## Task statement:
Each line from the start of the records through the line containing "Objective — set a marker on each instance of the helmet" is to be transcribed exactly, and no other line is to be included.

## Data for processing:
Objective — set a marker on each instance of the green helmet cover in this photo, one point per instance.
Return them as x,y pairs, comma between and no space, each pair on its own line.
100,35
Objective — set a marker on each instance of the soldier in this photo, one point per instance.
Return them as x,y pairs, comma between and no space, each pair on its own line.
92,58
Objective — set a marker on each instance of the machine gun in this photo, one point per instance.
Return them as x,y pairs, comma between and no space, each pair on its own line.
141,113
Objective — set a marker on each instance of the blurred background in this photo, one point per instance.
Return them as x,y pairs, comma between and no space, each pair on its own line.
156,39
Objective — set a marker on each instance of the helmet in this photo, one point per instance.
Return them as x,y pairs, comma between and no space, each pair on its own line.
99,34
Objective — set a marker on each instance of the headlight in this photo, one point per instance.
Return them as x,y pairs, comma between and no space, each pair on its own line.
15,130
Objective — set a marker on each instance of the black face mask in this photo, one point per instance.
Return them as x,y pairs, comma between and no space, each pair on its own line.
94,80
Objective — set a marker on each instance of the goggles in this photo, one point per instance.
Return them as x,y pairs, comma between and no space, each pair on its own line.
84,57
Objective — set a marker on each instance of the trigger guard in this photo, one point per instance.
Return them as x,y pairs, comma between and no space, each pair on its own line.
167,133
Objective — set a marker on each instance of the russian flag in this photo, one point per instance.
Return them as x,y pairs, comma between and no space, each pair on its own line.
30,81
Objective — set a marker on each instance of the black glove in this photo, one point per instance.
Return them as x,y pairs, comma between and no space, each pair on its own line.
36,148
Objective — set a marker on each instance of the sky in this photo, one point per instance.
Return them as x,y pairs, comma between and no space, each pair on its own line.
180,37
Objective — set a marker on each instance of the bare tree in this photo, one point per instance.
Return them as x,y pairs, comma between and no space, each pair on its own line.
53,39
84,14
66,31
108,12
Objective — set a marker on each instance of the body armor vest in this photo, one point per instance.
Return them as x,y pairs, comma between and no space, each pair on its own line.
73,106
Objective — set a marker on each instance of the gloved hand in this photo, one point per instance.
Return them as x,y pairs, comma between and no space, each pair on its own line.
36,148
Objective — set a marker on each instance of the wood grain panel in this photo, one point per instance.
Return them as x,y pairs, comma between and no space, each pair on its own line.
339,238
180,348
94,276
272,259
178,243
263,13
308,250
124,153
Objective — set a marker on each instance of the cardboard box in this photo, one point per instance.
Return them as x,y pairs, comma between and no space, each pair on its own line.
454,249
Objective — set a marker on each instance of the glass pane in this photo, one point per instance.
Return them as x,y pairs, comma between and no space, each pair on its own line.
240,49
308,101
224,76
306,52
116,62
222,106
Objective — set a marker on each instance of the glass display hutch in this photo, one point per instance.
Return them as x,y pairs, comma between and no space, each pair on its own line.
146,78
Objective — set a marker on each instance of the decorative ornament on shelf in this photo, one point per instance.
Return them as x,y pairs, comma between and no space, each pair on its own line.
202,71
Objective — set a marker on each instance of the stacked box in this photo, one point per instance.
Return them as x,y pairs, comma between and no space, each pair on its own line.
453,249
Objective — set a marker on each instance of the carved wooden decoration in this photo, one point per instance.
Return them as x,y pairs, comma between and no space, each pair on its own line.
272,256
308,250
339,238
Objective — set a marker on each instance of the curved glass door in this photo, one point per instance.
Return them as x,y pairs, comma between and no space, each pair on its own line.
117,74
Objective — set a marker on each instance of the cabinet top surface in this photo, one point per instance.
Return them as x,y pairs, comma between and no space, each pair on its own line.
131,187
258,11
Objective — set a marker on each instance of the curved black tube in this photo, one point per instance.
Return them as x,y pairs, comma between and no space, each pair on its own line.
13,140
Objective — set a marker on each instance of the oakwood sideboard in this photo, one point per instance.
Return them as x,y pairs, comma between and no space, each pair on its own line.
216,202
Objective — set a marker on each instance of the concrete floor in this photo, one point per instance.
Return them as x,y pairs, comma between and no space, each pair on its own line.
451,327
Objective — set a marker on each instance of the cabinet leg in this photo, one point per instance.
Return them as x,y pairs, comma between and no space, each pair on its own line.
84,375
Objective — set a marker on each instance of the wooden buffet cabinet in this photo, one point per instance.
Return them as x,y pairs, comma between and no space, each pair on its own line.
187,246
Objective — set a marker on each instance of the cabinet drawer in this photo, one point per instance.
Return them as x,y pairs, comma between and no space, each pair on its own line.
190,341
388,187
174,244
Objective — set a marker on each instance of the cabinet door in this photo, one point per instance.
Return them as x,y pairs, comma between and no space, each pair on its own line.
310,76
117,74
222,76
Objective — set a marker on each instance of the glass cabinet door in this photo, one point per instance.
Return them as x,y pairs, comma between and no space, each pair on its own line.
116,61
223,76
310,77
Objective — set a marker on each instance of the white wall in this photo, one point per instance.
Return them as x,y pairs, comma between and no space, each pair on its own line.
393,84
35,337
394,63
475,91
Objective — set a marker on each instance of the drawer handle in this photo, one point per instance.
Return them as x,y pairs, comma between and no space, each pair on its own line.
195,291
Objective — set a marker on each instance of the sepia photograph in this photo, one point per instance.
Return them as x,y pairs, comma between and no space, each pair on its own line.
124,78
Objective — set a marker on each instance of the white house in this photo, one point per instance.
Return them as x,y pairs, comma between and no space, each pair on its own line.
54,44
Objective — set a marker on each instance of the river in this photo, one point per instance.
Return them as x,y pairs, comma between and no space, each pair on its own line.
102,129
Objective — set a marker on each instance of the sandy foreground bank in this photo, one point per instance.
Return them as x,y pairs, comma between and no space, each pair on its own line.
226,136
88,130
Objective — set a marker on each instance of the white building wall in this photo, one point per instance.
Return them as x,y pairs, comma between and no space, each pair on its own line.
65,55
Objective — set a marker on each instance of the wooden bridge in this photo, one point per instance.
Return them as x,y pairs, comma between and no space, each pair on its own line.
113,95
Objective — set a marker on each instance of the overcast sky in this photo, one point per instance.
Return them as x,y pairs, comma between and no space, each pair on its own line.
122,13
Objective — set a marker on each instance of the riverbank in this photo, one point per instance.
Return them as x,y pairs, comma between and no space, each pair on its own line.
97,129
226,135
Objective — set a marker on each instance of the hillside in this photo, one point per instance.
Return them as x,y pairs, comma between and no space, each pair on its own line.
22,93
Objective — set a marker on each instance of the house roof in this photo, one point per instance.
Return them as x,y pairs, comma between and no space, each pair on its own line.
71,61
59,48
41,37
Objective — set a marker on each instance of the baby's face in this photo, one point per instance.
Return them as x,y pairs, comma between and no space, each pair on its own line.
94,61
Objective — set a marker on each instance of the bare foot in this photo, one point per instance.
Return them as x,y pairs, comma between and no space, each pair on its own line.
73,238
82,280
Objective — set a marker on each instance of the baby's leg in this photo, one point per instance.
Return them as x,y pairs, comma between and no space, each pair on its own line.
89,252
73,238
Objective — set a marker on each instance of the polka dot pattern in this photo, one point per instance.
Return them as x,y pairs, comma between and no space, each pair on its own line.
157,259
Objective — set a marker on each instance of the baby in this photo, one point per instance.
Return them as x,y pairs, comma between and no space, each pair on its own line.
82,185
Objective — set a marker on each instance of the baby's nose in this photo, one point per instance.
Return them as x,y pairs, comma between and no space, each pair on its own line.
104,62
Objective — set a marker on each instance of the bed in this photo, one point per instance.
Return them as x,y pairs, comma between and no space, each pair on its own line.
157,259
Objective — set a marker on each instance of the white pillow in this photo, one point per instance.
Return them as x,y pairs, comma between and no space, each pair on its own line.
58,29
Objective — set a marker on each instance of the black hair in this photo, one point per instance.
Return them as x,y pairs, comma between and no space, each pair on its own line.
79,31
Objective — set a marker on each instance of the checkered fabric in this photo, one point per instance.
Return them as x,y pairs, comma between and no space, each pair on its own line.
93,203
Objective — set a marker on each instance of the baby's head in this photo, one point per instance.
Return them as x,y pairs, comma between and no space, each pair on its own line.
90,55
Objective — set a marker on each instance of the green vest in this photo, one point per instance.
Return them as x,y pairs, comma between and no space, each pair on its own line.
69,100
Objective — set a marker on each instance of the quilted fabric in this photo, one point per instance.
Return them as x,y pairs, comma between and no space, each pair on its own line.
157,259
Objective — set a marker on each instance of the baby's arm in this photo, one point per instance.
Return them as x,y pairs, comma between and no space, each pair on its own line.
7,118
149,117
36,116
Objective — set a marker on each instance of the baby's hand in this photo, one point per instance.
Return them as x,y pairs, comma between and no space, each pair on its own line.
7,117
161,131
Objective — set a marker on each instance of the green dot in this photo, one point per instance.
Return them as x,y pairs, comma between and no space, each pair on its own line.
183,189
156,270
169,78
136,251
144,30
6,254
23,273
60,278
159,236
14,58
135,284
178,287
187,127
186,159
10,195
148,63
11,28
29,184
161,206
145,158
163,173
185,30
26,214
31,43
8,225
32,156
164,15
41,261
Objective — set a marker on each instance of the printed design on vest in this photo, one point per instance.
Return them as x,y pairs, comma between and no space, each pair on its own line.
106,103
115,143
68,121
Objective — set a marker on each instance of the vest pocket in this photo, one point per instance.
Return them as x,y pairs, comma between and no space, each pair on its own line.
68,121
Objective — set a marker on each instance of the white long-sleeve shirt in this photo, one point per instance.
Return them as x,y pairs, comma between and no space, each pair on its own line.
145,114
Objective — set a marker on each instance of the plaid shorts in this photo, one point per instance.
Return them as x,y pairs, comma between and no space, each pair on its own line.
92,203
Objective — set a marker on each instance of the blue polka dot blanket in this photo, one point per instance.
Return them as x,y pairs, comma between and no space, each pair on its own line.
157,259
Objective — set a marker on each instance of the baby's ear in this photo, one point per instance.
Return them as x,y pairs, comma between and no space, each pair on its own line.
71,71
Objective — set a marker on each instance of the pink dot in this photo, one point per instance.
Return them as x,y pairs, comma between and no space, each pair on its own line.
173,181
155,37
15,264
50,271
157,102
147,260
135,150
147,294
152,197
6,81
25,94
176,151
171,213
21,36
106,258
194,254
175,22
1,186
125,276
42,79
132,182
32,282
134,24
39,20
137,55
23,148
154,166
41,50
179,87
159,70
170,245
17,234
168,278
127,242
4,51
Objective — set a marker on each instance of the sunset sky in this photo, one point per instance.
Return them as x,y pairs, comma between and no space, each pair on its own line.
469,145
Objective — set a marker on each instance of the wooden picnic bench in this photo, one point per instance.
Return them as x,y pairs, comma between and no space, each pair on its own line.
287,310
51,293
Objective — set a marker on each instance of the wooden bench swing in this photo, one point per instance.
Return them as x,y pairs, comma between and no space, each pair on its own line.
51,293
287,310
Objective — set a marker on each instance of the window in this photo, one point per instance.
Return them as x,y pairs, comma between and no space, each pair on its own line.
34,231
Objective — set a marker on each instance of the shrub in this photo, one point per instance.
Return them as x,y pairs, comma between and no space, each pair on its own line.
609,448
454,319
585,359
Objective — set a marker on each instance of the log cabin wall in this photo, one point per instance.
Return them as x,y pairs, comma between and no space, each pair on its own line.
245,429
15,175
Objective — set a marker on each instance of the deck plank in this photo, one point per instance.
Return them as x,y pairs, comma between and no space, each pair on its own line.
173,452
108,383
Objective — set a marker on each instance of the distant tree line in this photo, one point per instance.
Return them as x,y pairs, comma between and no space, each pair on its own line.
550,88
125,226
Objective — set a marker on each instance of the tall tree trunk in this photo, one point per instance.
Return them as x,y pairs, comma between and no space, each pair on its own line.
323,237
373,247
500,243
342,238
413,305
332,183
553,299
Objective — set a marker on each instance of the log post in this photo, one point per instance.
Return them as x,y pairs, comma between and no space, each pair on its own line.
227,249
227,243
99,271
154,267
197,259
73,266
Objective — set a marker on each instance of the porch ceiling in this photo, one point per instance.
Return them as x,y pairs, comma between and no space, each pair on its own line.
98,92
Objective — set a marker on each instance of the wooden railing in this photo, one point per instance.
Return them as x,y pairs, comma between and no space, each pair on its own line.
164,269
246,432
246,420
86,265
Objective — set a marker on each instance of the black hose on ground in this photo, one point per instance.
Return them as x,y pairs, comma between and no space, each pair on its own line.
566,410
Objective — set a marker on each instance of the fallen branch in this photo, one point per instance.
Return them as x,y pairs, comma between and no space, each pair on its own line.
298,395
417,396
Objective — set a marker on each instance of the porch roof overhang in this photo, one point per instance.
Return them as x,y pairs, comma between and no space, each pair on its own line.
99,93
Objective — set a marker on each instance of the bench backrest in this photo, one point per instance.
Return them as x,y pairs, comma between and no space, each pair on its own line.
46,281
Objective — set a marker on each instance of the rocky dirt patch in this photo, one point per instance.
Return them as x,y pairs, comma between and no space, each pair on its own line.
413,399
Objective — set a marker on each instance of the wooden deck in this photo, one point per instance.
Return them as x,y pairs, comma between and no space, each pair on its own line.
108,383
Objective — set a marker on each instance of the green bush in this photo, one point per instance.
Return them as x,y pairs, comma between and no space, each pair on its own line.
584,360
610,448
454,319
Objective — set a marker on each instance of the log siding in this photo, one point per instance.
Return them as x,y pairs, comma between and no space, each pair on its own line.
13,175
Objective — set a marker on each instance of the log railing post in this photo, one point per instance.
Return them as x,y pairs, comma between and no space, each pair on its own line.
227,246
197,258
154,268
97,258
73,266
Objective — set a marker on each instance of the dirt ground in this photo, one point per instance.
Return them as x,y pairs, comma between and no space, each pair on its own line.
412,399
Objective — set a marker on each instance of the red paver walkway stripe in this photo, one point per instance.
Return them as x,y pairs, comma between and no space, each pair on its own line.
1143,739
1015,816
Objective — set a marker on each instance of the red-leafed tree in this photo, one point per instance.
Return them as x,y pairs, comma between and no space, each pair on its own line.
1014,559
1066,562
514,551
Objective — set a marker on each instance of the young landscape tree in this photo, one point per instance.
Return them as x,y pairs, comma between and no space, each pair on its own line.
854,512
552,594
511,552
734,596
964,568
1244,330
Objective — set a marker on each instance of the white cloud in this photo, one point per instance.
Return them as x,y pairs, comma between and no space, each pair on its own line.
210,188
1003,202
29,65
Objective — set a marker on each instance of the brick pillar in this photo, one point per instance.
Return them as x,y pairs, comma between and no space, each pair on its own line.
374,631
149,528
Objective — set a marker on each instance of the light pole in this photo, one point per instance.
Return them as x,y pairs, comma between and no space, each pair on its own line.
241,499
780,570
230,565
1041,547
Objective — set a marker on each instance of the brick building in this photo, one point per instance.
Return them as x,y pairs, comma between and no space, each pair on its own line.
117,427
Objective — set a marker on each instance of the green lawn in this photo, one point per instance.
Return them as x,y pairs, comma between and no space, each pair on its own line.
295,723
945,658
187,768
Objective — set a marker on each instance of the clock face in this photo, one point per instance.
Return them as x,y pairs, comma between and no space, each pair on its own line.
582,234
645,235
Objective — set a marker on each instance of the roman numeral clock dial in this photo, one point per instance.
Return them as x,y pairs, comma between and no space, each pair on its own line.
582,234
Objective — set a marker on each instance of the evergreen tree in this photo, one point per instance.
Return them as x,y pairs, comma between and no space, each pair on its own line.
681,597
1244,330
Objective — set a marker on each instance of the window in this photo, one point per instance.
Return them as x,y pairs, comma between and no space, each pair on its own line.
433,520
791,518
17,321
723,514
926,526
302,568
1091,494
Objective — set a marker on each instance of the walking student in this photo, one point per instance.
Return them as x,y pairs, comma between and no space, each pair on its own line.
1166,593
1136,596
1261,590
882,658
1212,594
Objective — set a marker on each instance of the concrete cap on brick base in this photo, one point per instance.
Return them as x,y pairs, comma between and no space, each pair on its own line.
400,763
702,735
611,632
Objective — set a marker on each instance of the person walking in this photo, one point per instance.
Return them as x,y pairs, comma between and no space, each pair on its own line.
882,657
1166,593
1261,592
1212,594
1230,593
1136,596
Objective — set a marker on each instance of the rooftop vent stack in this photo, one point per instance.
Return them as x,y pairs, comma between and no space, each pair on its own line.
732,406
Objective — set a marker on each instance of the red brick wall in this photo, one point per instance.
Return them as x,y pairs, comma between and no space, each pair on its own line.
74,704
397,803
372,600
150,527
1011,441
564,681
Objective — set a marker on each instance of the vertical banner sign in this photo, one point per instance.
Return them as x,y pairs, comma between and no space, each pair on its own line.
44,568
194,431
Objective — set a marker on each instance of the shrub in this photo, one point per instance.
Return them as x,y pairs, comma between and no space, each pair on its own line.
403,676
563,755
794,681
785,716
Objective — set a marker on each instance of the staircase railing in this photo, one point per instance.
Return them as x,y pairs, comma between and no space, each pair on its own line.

## Answer to this exercise:
Objective — set a marker on each instance of the green helmet cover in this photo, one point per instance.
Return them as x,y pairs, comma between and no space, each pair on its own line.
100,35
Objective — set a marker on each instance of the soldier in this photo, one point per instance.
Return them as x,y pairs, comma between and no space, each pair on its own line.
92,58
Objective — set a marker on each instance of the machine gun in this photo, one point per instance.
Return them as x,y pairs, comma between and no space, each pair on its own line.
141,113
Objective — set a marker on each instance of the blurred background in this photo, one point per instance.
Return them as x,y pairs, comma between and no space, each pair on its own line.
156,39
Objective — set a marker on each instance of the helmet in this photo, one point per instance.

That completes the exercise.